Records taken from a collection:
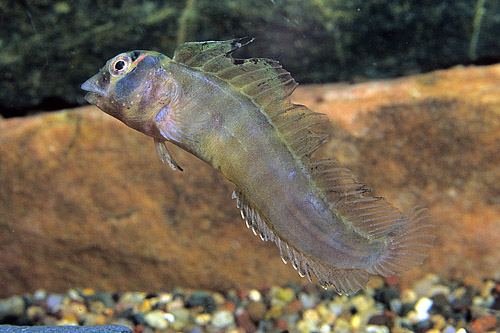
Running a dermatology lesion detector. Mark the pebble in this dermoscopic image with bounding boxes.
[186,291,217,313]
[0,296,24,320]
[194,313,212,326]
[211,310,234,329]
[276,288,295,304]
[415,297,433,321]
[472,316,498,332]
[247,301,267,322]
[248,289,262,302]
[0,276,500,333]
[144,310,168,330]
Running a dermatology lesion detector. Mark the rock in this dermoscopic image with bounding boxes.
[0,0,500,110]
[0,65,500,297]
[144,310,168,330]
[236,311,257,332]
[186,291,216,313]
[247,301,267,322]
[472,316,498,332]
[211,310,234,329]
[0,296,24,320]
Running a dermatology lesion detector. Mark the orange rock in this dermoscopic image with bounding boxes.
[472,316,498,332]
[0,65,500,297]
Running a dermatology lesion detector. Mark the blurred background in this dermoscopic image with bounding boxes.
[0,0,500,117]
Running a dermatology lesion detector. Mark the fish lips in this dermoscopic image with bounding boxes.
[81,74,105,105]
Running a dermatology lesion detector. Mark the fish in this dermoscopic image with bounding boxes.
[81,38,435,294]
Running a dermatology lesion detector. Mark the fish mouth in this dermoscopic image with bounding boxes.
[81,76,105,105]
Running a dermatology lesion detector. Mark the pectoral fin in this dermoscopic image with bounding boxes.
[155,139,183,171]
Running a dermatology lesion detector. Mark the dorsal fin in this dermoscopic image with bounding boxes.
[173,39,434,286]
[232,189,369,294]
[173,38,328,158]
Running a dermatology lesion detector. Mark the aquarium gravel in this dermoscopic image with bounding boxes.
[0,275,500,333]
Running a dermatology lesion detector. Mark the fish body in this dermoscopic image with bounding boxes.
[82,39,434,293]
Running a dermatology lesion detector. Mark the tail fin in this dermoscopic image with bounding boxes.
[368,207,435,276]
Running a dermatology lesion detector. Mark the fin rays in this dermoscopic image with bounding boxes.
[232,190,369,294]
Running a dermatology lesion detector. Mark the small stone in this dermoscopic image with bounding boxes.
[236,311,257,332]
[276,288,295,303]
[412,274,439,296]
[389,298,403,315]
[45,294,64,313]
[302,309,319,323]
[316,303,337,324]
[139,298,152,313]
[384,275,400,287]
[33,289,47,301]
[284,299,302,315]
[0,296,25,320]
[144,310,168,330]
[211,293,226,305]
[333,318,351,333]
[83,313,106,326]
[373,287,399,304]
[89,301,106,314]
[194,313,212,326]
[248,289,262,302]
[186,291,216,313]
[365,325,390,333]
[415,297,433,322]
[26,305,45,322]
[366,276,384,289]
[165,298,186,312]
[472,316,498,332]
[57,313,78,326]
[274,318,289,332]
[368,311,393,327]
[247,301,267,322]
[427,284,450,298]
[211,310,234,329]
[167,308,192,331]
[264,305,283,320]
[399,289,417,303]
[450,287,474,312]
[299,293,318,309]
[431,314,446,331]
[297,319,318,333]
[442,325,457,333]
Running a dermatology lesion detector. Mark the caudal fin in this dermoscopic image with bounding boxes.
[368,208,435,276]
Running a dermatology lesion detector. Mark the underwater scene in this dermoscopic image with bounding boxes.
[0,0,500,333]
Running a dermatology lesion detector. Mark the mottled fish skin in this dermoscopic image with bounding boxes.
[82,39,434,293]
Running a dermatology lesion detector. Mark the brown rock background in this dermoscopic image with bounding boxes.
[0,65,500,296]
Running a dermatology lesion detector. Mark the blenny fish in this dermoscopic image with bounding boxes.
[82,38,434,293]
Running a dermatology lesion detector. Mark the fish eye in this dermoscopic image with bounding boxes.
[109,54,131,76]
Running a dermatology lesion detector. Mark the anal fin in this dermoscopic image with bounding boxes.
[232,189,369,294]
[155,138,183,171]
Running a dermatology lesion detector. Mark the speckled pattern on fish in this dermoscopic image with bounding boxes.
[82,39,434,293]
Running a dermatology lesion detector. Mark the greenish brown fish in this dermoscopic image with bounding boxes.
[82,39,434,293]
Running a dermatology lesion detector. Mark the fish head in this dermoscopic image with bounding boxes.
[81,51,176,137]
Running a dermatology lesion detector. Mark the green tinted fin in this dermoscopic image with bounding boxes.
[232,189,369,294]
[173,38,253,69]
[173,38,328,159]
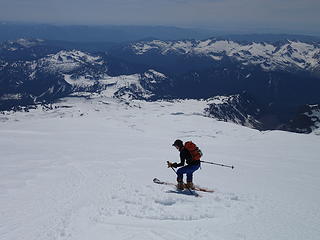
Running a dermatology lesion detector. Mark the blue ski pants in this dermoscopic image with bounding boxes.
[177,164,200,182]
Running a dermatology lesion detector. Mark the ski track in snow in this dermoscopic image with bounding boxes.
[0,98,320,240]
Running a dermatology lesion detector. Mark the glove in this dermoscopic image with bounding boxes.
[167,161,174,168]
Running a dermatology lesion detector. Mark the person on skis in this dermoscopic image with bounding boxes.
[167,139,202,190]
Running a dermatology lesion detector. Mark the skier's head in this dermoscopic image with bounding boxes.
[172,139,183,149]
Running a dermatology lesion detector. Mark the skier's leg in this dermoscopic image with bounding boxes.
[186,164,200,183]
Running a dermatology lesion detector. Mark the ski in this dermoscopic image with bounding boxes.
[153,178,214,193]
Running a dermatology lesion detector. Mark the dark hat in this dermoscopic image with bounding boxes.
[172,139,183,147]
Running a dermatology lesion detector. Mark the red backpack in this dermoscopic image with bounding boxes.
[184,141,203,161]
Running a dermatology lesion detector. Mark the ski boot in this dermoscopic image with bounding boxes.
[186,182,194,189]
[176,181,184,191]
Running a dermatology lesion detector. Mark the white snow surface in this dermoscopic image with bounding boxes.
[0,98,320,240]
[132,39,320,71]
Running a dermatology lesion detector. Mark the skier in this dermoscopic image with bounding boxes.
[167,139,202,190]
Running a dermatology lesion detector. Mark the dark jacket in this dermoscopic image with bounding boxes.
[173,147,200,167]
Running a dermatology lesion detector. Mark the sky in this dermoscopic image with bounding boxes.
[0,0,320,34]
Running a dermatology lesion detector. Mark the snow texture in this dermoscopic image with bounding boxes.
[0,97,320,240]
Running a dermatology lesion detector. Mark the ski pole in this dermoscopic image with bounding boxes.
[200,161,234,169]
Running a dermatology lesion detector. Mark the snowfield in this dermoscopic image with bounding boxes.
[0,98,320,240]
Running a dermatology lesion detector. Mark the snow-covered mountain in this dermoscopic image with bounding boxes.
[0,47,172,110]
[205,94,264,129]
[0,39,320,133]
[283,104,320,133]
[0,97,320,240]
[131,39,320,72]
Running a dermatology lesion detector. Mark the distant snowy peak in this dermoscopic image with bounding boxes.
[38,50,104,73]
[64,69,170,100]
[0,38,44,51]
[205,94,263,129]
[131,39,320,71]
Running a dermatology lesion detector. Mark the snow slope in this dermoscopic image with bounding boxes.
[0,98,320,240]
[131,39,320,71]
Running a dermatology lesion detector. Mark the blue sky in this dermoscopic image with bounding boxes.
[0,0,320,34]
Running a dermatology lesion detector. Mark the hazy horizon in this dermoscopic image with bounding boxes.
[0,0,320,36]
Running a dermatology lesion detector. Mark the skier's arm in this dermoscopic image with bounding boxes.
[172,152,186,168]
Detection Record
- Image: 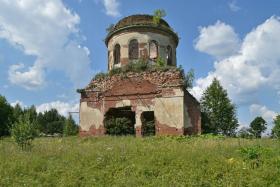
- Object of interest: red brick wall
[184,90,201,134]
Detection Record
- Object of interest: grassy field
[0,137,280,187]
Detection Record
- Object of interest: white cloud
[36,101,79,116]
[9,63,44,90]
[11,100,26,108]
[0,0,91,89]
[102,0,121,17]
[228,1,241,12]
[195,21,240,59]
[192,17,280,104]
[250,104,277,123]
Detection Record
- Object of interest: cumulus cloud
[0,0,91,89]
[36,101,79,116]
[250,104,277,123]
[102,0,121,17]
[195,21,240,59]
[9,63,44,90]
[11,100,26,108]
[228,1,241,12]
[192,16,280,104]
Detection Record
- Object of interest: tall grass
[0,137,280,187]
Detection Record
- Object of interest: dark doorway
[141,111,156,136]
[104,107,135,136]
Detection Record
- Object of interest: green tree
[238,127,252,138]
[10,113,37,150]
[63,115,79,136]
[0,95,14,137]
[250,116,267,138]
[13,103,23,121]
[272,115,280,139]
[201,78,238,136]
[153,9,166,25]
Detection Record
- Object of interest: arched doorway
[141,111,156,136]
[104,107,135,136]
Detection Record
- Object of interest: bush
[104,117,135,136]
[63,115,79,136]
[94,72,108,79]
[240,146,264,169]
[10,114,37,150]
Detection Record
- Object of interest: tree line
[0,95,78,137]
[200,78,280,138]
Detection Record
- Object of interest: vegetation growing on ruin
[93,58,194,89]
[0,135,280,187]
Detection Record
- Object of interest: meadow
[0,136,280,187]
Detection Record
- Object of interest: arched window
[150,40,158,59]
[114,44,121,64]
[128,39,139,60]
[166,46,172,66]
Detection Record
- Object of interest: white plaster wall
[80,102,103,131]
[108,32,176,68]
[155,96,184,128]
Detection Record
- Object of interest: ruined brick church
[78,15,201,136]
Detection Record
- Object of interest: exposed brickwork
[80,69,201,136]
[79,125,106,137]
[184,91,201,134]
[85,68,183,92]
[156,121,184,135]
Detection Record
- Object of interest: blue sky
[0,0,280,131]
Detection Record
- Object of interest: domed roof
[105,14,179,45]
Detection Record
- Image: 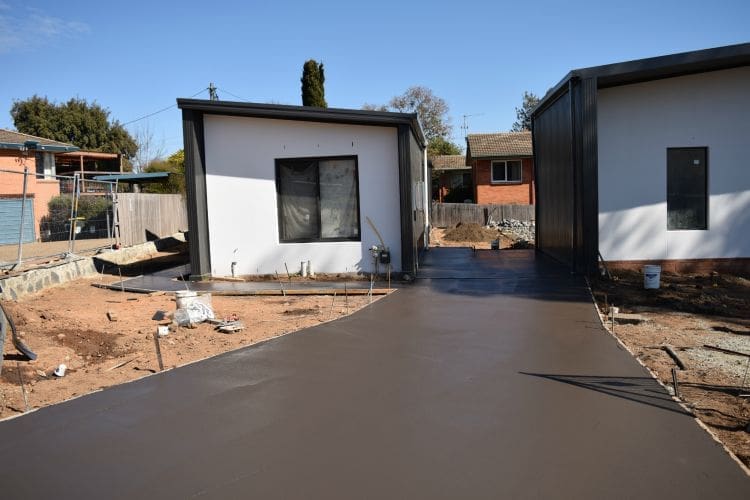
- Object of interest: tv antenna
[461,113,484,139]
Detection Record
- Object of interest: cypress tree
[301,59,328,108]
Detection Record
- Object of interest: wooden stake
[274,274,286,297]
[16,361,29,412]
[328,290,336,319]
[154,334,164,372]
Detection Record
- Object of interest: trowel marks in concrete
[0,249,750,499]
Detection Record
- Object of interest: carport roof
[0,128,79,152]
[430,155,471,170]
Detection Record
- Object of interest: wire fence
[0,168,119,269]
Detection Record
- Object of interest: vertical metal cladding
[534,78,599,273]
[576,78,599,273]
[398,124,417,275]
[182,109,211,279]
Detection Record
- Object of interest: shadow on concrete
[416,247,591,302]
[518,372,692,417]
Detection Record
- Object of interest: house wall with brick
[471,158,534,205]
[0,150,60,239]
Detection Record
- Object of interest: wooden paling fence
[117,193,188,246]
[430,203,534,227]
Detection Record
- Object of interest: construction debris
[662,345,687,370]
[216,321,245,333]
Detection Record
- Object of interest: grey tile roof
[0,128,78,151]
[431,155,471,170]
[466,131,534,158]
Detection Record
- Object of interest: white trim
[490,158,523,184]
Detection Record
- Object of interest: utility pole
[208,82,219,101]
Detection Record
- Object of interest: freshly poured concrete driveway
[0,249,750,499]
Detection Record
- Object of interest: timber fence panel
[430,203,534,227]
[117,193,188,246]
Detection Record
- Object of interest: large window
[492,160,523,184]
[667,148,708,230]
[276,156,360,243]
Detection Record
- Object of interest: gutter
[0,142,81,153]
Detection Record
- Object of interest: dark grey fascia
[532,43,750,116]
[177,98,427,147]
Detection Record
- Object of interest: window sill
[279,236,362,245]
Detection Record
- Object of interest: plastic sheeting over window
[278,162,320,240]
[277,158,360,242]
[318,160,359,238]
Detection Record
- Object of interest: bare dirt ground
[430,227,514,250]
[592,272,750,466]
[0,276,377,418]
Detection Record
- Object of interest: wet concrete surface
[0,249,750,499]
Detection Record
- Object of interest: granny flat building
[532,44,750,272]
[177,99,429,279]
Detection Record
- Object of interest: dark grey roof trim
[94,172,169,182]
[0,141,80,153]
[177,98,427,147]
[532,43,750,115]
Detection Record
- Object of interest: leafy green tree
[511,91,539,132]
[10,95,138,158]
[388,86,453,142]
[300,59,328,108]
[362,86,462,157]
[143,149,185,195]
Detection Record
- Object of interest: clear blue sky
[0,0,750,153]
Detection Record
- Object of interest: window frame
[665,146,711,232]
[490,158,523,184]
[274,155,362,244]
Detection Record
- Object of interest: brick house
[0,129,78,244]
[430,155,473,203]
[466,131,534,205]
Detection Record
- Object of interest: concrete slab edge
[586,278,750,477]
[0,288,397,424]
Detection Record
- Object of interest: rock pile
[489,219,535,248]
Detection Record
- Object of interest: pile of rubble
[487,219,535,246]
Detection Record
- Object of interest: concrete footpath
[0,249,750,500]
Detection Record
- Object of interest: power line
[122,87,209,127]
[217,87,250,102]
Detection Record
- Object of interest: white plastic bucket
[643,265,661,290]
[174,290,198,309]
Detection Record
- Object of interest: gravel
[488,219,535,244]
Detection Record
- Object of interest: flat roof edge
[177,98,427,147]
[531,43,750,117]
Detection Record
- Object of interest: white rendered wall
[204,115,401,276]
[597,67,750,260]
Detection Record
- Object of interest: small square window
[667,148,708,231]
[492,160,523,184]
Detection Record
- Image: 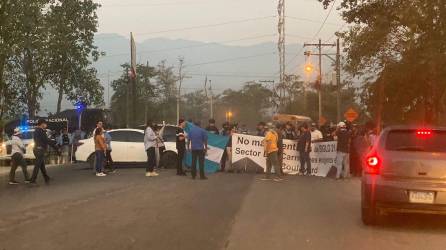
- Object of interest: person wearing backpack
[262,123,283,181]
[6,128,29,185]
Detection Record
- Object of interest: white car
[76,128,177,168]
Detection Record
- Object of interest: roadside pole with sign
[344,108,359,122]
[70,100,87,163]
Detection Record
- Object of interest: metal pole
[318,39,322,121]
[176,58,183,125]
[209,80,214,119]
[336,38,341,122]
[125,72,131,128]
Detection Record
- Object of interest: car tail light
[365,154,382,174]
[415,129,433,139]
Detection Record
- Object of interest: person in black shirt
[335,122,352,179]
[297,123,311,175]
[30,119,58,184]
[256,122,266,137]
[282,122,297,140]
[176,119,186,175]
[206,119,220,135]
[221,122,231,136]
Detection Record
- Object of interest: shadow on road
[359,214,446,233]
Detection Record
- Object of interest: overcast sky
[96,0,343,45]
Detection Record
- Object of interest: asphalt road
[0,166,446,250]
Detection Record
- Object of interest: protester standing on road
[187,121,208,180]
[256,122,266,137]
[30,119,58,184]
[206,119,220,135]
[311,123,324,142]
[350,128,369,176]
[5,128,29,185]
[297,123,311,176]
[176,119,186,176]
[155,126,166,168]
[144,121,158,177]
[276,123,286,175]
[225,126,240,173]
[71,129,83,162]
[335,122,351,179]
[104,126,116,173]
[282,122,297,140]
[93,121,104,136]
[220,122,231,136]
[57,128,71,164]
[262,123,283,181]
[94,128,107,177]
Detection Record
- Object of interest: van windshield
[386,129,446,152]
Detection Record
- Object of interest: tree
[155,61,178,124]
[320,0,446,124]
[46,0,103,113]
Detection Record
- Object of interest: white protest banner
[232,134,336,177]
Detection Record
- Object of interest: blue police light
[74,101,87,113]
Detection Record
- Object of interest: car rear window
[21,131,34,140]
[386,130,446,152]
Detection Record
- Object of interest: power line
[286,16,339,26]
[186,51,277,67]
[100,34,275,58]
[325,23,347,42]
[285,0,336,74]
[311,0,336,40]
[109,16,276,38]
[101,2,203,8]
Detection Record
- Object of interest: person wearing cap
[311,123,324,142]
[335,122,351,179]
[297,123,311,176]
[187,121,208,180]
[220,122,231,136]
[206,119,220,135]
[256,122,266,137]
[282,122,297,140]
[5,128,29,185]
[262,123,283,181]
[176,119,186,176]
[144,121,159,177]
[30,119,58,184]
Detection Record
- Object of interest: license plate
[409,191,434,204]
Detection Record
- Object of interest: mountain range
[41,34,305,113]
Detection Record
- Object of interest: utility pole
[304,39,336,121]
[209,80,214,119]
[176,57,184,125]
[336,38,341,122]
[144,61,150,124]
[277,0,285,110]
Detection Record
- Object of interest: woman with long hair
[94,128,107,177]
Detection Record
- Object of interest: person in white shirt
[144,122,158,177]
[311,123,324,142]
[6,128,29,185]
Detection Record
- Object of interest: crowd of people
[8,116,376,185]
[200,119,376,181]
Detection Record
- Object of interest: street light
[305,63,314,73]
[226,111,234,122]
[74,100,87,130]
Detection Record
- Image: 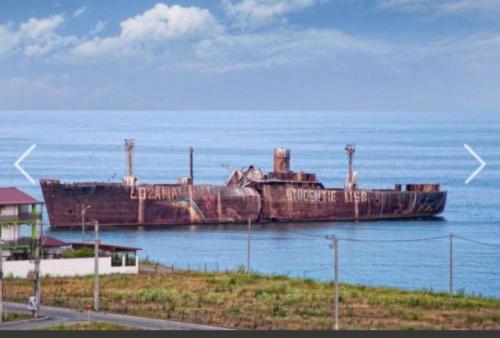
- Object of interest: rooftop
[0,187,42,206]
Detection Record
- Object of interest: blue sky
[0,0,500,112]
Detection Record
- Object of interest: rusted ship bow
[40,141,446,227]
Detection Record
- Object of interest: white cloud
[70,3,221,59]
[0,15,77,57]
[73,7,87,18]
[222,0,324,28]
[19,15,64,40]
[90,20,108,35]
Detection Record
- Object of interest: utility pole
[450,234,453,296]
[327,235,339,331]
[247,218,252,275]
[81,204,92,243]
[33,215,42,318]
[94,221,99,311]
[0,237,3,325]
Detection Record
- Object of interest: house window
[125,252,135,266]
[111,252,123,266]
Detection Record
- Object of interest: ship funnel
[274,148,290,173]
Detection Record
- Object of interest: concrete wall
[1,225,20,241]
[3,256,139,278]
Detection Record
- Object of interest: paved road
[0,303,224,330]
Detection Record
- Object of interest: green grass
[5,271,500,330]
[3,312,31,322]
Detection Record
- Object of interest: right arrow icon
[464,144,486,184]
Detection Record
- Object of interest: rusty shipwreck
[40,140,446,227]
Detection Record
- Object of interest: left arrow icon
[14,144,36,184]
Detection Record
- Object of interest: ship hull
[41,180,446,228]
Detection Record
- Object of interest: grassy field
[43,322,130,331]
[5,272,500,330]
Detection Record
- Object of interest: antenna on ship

• Written instruction
Please revise the items from the line with "Running a dermatology lesion detector. Mark the blue ski" up to and including the line with "[153,178,214,193]", replacing "skier's" with "athlete's" and leaving everything else unchanged.

• Correct output
Running a dermatology lesion detector. Mark the blue ski pants in this dermoscopic image with bounding boxes.
[177,164,200,182]
Running a dermatology lesion detector. Mark the ski track in snow in this dermoscopic image with bounding boxes.
[0,98,320,240]
Running a dermatology lesion detector. Mark the glove in this dermoscopic image with bounding boxes.
[167,161,174,168]
Running a dermatology lesion detector. Mark the person on skis in this dermoscopic image with bounding boxes.
[167,139,202,190]
Running a dermatology lesion detector. Mark the athlete's head in this dermoscopic image with bounding boxes.
[172,139,183,149]
Running a dermatology lesion detector. Mark the athlete's leg in this dermoscopic image with bounding boxes.
[186,164,200,183]
Running a dermatology lesion detector. Mark the ski in this dermoscopic image with bounding boxes.
[153,178,214,193]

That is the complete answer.